====== Data provided ======

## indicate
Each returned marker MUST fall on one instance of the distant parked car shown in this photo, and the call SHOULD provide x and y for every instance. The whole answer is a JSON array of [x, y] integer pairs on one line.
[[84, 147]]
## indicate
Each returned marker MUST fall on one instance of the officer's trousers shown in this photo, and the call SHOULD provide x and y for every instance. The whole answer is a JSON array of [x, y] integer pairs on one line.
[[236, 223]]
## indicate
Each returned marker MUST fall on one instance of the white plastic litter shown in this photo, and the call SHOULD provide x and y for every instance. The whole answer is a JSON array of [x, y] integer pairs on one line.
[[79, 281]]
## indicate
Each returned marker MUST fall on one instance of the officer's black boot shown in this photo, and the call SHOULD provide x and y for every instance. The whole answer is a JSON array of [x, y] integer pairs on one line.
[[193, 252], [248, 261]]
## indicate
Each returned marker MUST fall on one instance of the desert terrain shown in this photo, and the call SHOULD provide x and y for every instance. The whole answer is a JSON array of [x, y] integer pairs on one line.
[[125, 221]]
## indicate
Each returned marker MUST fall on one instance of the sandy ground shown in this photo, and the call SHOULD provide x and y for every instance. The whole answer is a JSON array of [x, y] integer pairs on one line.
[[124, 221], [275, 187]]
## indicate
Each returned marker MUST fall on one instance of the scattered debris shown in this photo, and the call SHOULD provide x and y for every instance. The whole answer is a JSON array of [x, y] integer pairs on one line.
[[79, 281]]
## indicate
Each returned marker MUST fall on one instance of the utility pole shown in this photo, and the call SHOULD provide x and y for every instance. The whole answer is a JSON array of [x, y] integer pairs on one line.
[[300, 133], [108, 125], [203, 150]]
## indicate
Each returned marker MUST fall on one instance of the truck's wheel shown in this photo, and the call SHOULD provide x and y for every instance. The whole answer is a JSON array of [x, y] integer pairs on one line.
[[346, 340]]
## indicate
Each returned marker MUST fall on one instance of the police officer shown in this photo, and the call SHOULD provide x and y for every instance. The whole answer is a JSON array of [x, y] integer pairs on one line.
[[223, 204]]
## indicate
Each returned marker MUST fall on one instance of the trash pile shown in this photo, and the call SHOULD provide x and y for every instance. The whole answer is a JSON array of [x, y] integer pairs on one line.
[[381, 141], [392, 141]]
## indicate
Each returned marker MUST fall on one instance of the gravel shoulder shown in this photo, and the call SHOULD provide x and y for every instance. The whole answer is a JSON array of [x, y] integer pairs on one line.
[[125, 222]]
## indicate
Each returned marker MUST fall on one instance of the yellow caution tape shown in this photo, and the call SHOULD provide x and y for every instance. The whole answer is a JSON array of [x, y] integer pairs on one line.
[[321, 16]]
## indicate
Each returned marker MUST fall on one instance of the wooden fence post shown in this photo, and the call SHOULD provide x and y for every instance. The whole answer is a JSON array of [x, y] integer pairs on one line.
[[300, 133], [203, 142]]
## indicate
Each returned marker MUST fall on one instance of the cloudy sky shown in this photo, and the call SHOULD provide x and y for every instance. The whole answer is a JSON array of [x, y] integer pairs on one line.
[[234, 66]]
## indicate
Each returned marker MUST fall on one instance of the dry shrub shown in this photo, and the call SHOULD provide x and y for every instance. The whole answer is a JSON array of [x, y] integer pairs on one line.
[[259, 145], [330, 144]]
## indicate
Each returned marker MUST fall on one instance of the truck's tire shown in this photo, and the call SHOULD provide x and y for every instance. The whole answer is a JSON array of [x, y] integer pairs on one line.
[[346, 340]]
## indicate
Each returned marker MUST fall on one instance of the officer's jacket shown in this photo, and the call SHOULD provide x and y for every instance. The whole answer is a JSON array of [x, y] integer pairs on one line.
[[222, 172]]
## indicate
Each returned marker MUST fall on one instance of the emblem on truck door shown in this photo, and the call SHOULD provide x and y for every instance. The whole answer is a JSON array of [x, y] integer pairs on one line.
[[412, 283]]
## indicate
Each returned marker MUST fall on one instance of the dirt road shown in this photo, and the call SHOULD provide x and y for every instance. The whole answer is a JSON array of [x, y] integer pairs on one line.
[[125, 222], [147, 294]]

======

What the task requires:
Change "marker" to "point" throughout the items above, leaving everything else as it stands.

Exercise result:
## indicate
Each returned point MUST fall on one instance of the distant parked car shown in this photo, and the call SHOULD provide x and y for every instance. The whole answer is a JSON array of [x, y] integer pairs on one line.
[[84, 147]]
## indicate
Each returned point MUST fall on one instance of the officer's trousers shown in this photo, and the call SHOULD provide x and y for every instance. The whole answer is a JSON array of [x, y] integer pairs on one line.
[[236, 223]]
## indicate
Each returned point MUST fall on one instance of the white plastic litter shown in this photo, and the call SHOULD provide x and y for every instance. The whole answer is a JSON array of [x, y] integer pairs on one line.
[[79, 281]]
## indicate
Each returned point MUST fall on one instance of the officer's black boot shown in this photo, and the call SHOULD provide x and y for every instance. The whole answer is a JSON array of [x, y] integer pairs on one line.
[[193, 252], [248, 261]]
## indicate
Each returned point MUST fall on one instance of the desert terrain shown in this photo, and the call SHOULD provide x and y for every instance. The whole answer is a JSON array of [x, y] integer pairs on one line.
[[125, 221]]
## indicate
Each returned point MUST fall on one instance of the sandy ground shown in this photo, and the call SHOULD provide x and y for every instance. The whole answer is a JSON array of [x, y] integer pairs on one line.
[[124, 221], [275, 187]]
## indicate
Each returned point MUST fall on one instance of the scattered debris shown in this photo, and the call SHOULD provide x and y for every instance. The whole answer is a JSON array of [x, y] integer pairs on one line.
[[79, 281]]
## indicate
Each returned point MUST fall on one instance of the utility pole shown in this photo, and the call SHOULD provide x and y for every instance. The whole answer is a JSON array of [x, y] integer pairs on one line.
[[300, 133], [108, 125], [203, 150]]
## indicate
Each returned point MUST fall on one instance of the truck's wheel shown in this photo, and the call SHOULD provide x and y for every instance. The whole answer is a JSON array of [x, y] integer pairs on one line.
[[346, 340]]
## indicate
Each returned point MUST fall on one instance of the police officer shown in this photo, and the call SHOULD provide x and y for every instance. The whole answer is a JSON array of [x, y] integer pairs on one line.
[[223, 204]]
## indicate
Each returned point MUST fall on one instance of the trash pile shown in this photo, and the call SHOULD provide x and y for every instance. The whole answer is a JSON array of [x, y] integer pairs on one line.
[[381, 141], [392, 141]]
## indicate
Each returned point MUST fall on one instance of the gravel shoulder shown in this photo, and the call SHOULD provide x and y for every instance. The whole answer is a JSON array of [x, y] integer pairs on one line.
[[125, 222]]
## indicate
Each returned point MUST fall on one instance of the yellow caution tape shown in this photo, and the call SHOULD provide x and y for every instance. The whole answer is a JSON array of [x, y] integer pairs on one line.
[[321, 16]]
## indicate
Each returned point MUST fall on one instance of the wooden fence post shown in this photo, and the call SHOULD provide x and y for every instance. The whole answer is a JSON array of [x, y] integer pairs on one line.
[[300, 133], [203, 142]]
## indicate
Each returned point MUST fall on one instance of the cloudy sky shown in this photo, and the call SHOULD provide x and y for every instance. The whole answer is a JSON array of [x, y] integer pairs on one line.
[[234, 66]]
## indicate
Each returned point MUST fall on one instance of the dry shrub shown in this photo, and the call SHOULD provide x and y for every instance. The whole answer is a JSON array of [x, y] integer pairs on one line.
[[259, 145], [330, 144]]
## indicate
Each returned point MUST fall on one instance of the truck's tire shown in this photo, and the call SHOULD provide x and y for every instance. The whole answer is a JSON array of [x, y] integer pairs on one line.
[[346, 340]]
## indicate
Each returned point MUST fall on one instance of the officer's jacket shown in this photo, and the call SHOULD provide x and y for every instance. The whole answer is a JSON array of [x, y] integer pairs on one line.
[[222, 172]]
## indicate
Each returned point MUST fall on one instance of the emblem on truck door shown in this photo, and the call SHOULD provide x and y for every instance. The whole answer is a JSON array of [x, y] integer pairs on one line.
[[412, 283]]
## indicate
Each returned point MUST fall on one instance of the dirt road shown in this photo, and the call SHOULD provide x and y for every instance. The whole answer is a JSON array of [x, y] integer pairs on one line.
[[125, 222], [147, 294]]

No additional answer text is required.